WHAT YOU ARE ASKED TO DO -> Switch "forest" to "grove" and write out again the part of the text on Obama-era destabilization operatives that opens with the words containing "Another figure worthy" and closes with "in their countries.".

SELECTED EXTRACT ->
● ● ● ● ●

Key Destabilization Operatives of the Obama Regime

For those who are keeping score, it may be useful to pinpoint some of the
destabilization operatives inside the current US regime. It is of course
obvious that the current wave of subversion against the Arab countries was
kicked off by Secretary of State Hillary Clinton in her much touted speech
last week in Doha, Qatar last week, when she warned assembled Arab leaders
to reform their economies ( according to IMF rules) and stamp out
corruption, or else face ouster.

Given the critical role of Assange and Wikileaks in the current phase, White
House regulations czar Cass Sunstein must also be counted among the top
putschists. We should recall that on February 24, 2007 Sunstein contributed
an article entitled "A Brave New Wikiworld" to the Washington Post, in which
he crowed that "Wikileaks.org, founded by dissidents in China and other
nations, plans to post secret government documents and to protect them from
censorship with coded software." This was in fact the big publicity
breakthrough for Assange and the debut of Wikileaks in the US mainstream
press - all thanks to current White House official Sunstein. May we not
assume that Sunstein represents the White House contact man and controller
for the Wikileaks operation?

Every Tree in the Arab Forest Might Fall

Another figure worthy of mention is Robert Malley, a well-known US
left-cover operative who currently heads the Middle East and North Africa
program at the International Crisis Group (ICG), an organization reputed to
run on money coughed up by George Soros and tactics dreamed up from Zbigniew
Brzezinski. Malley was controversial during the 2008 presidential campaign
because of the anti-Israeli posturing he affects, the better to dupe the
Arab leaders he targets. Malley told the Washington Post of January 16, 2011
that every tree in the Arab forest could now be about to fall: "We could go
through the list of Arab leaders looking in the mirror right now and very
few would not be on the list." Arab governments would be well advised to
keep an eye on ICG operatives in their countries.

● ● ● ● ●

SUPPLIED INFORMATION ->
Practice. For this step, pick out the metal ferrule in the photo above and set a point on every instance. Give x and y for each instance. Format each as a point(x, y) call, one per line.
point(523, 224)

● ● ● ● ●

THE OUTPUT ->
Another figure worthy of mention is Robert Malley, a well-known US
left-cover operative who currently heads the Middle East and North Africa
program at the International Crisis Group (ICG), an organization reputed to
run on money coughed up by George Soros and tactics dreamed up from Zbigniew
Brzezinski. Malley was controversial during the 2008 presidential campaign
because of the anti-Israeli posturing he affects, the better to dupe the
Arab leaders he targets. Malley told the Washington Post of January 16, 2011
that every tree in the Arab grove could now be about to fall: "We could go
through the list of Arab leaders looking in the mirror right now and very
few would not be on the list." Arab governments would be well advised to
keep an eye on ICG operatives in their countries.